Problem to work on.
Copy every row below word for word, and leave the pictures out of your copy.

Dataset entries.
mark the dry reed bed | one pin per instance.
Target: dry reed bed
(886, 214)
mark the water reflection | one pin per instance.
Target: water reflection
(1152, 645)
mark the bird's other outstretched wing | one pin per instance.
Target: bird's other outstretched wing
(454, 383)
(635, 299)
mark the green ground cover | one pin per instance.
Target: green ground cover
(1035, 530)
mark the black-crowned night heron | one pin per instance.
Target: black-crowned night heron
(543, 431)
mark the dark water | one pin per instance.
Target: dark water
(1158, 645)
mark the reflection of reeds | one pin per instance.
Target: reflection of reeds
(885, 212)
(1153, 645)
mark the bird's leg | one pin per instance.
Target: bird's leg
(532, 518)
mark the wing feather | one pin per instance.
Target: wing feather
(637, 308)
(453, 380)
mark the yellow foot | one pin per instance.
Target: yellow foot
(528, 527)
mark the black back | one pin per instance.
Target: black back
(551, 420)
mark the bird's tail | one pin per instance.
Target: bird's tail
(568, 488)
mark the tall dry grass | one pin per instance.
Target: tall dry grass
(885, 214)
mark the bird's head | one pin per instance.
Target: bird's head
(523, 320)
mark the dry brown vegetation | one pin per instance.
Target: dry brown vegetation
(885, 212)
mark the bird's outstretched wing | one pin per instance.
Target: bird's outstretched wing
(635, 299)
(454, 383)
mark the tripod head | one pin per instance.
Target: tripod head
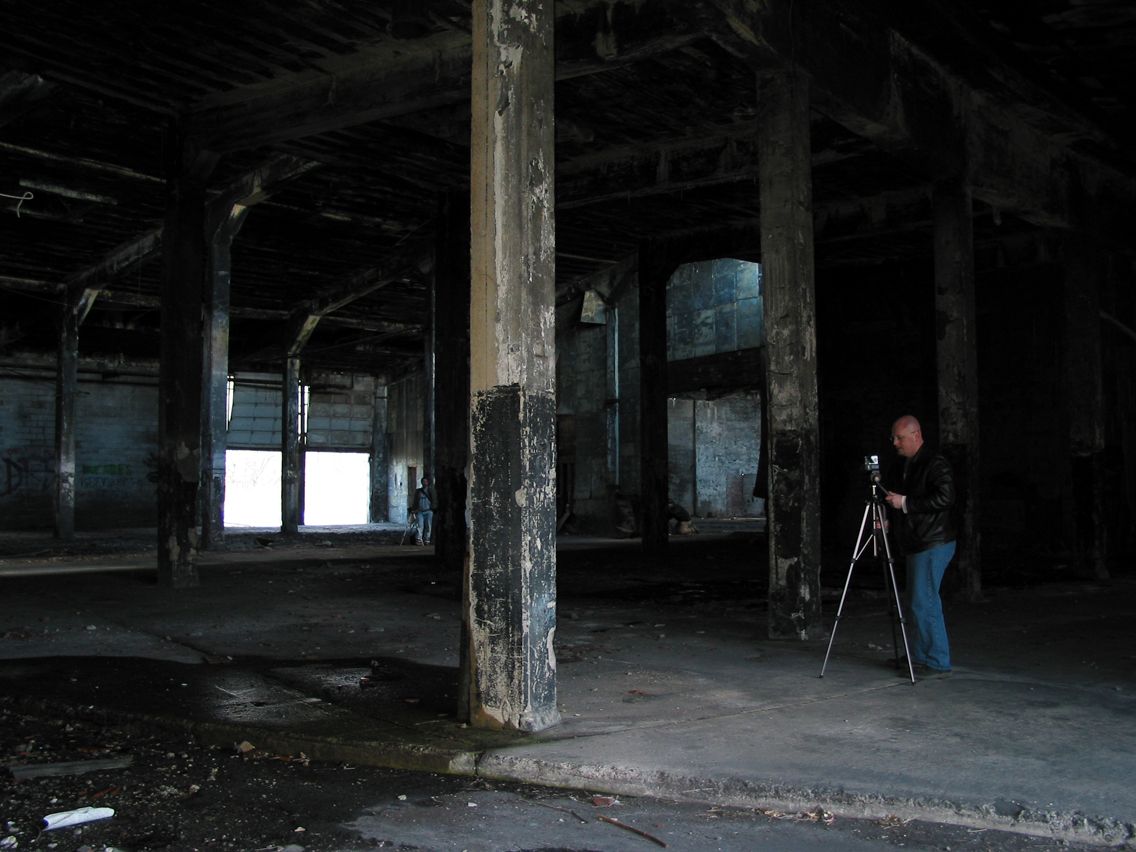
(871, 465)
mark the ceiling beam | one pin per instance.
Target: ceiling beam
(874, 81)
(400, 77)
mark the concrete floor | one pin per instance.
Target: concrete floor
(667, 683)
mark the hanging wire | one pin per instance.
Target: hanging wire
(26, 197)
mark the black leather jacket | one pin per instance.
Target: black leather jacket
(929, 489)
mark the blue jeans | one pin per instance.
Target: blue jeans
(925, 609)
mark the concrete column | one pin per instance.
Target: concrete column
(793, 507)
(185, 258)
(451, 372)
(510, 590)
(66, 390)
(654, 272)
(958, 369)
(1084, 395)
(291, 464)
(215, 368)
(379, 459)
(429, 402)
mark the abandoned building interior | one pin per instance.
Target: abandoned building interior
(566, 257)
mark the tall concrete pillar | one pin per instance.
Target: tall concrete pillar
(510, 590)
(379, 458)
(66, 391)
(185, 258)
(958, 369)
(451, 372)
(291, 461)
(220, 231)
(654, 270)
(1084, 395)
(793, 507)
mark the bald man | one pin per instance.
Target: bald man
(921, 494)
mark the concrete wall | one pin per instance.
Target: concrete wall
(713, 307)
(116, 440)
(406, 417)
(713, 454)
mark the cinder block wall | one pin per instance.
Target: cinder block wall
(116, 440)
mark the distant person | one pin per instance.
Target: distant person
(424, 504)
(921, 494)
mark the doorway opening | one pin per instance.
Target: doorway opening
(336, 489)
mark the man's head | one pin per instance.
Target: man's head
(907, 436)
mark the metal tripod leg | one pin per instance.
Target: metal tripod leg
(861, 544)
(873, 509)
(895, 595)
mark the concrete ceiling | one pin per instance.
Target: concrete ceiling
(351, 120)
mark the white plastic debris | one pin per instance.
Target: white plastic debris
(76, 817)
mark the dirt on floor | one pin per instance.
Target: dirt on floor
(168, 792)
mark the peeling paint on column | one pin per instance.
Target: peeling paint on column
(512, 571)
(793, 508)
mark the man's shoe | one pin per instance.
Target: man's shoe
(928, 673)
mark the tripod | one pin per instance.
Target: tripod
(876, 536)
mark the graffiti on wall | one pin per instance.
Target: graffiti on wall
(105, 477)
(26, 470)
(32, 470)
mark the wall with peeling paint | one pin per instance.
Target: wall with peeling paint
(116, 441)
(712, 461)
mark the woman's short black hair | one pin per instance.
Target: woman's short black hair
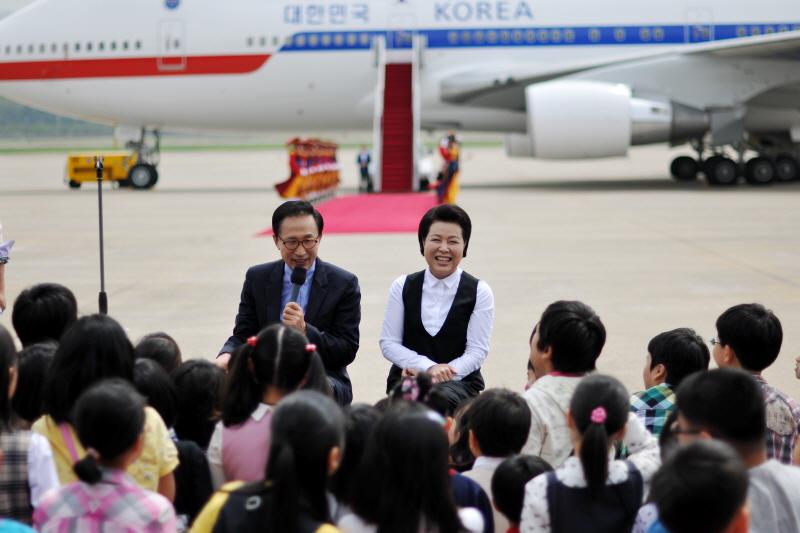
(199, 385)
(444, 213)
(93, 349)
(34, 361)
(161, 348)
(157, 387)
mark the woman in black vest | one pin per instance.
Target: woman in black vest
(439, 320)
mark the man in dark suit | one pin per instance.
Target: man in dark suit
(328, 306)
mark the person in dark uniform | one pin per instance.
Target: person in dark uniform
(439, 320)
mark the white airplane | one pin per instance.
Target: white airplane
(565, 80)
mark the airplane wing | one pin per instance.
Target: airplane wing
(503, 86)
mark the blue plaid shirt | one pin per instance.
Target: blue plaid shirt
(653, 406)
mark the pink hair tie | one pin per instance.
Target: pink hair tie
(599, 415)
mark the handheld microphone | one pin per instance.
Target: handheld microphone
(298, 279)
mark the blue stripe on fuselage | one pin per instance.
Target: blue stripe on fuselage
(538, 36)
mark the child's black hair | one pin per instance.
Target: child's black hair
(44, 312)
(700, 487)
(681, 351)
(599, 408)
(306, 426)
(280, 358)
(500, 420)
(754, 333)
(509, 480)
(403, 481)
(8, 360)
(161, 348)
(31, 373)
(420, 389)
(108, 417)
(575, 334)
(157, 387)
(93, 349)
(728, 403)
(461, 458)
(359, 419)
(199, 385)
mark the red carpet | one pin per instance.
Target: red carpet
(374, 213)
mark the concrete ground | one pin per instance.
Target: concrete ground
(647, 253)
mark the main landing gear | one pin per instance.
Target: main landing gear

Response to the task.
mark the dry reed bed | one pin per instance.
Target: dry reed bed
(886, 214)
mark the water reflection | one pin per instance.
Target: water reflection
(1152, 645)
mark the bird's other outstretched wing | one pin per instance.
Target: bird's other outstretched wing
(454, 383)
(635, 299)
mark the green ground cover | one pin per instance.
Target: green ground cover
(1035, 530)
mark the black-crowned night heron | one pin per instance.
Target: black-crowned night heron
(543, 431)
mark the dark water | one pin per instance.
Target: dark water
(1158, 645)
mark the reflection of reeds | one pin per instance.
Target: reflection of reeds
(885, 212)
(1153, 645)
mark the bird's leg | one pin per instance.
Target: bird's leg
(532, 518)
mark the wing feather | one pin per instance.
Target: wing feather
(637, 308)
(453, 380)
mark the yellow foot | one pin per instance.
Target: yellow foot
(528, 527)
mark the black back | one pin per instance.
Target: black back
(551, 420)
mark the bird's tail | one pin per instance.
Target: bird's tail
(568, 488)
mark the tall dry grass | one pin per instance.
Target: tall dry grass
(885, 214)
mark the bird's head | one pin per instance.
Target: bird's head
(523, 320)
mark the dry brown vegetation | one pin per instance.
Target: dry brown vegetation
(885, 212)
mark the bird's outstretched wing | one pin per instance.
Target: bird's outstretched wing
(635, 299)
(454, 383)
mark the tripod head | one pin per instance.
Target: tripod head
(871, 465)
mark the ceiling beam | one pin per instance.
Target: ceiling beam
(874, 81)
(400, 77)
mark the concrete floor | one pin per instance.
Target: concrete floor
(667, 683)
mark the hanging wire | one pin per instance.
Target: hanging wire
(26, 197)
mark the black leather jacket | one pin per instance.
Target: black leather jacket
(929, 489)
mark the blue jeans | one pin per instance.
Target: blue jeans
(925, 609)
mark the concrete column | one pin per instance.
Target: concrete column
(793, 507)
(185, 258)
(451, 372)
(510, 590)
(66, 390)
(654, 272)
(958, 369)
(1084, 395)
(291, 464)
(215, 368)
(379, 459)
(429, 402)
mark the abandoned building interior | one pin per instance.
Target: abandoned building interior
(566, 257)
mark the tall concrete pillar | one pin per instance.
Target: tall concrete pillar
(510, 590)
(379, 458)
(66, 391)
(185, 258)
(958, 369)
(451, 372)
(291, 461)
(220, 231)
(654, 270)
(1084, 395)
(793, 507)
mark the bald man | one pin per instance.
Target: bald man
(921, 494)
mark the concrete wall | one pin per instance.
Target: concrete wall
(713, 307)
(116, 440)
(406, 417)
(713, 454)
mark the cinder block wall | one pin per instance.
Target: cinder block wall
(116, 440)
mark the distant person | one pin per instance.
Target: distant person
(424, 504)
(921, 494)
mark the doorway opening | one pin per instance.
Target: doorway opening
(336, 489)
mark the man's head | one pin per instance.
Target: man's head
(907, 436)
mark the metal tripod leg | one pin per instance.
Target: metal tripod leg
(861, 544)
(873, 509)
(895, 595)
mark the concrete ceiling | one pin per instance.
Target: concrete ceiling
(351, 120)
mark the white plastic debris | one pin per instance.
Target: white plastic debris
(76, 817)
mark the dirt on floor | one pin per instance.
Target: dirt on floor
(168, 792)
mark the peeling paint on column | one pin per instance.
Target: peeling paint on column
(512, 571)
(793, 508)
mark the man's shoe | one pin per instance.
Target: man's shoe
(928, 673)
mark the tripod | one pin per instance.
Target: tripod
(876, 536)
mark the graffiti on wall | one pin per instance.
Target: graffiti on wall
(105, 477)
(26, 470)
(32, 470)
mark the wall with peeling paint | one pin per instance.
Target: wall with peeling paint
(116, 441)
(712, 461)
mark the woman's short black hair | one pin per instance.
Target: woman's short black hair
(199, 385)
(444, 213)
(93, 349)
(34, 361)
(161, 348)
(157, 387)
mark the woman in black vest | one pin per instance.
Target: woman in black vest
(439, 320)
mark the man in dark suit | one pin per instance.
Target: man in dark suit
(328, 306)
mark the person in dark uniform | one pin per instance.
Target: person in dark uniform
(439, 320)
mark the white airplane | one pin per instance.
Target: white airplane
(565, 80)
mark the airplane wing | one pin per instance.
Target: airplane wing
(503, 86)
mark the blue plaid shirt | one pin per instance.
Target: blue plaid shirt
(653, 406)
mark the pink hair tie | one pin per instance.
Target: pink hair tie
(599, 415)
mark the handheld microphone | one pin per instance.
Target: handheld microphone
(298, 279)
mark the blue stripe on fuselage | one pin per instance.
Target: blue stripe on fuselage
(538, 36)
mark the child's black hair | one pin per instance.
Target: child's black hair
(44, 312)
(700, 487)
(681, 351)
(599, 408)
(306, 426)
(280, 358)
(500, 420)
(754, 333)
(509, 480)
(403, 481)
(8, 360)
(161, 348)
(31, 373)
(420, 389)
(108, 417)
(575, 334)
(157, 387)
(93, 349)
(728, 403)
(461, 458)
(359, 419)
(199, 385)
mark the red carpet | one pin per instance.
Target: red carpet
(374, 213)
mark the concrete ground | one pin per instance.
Target: concrete ground
(647, 253)
mark the main landing gear | one pin per instance.
Target: main landing gear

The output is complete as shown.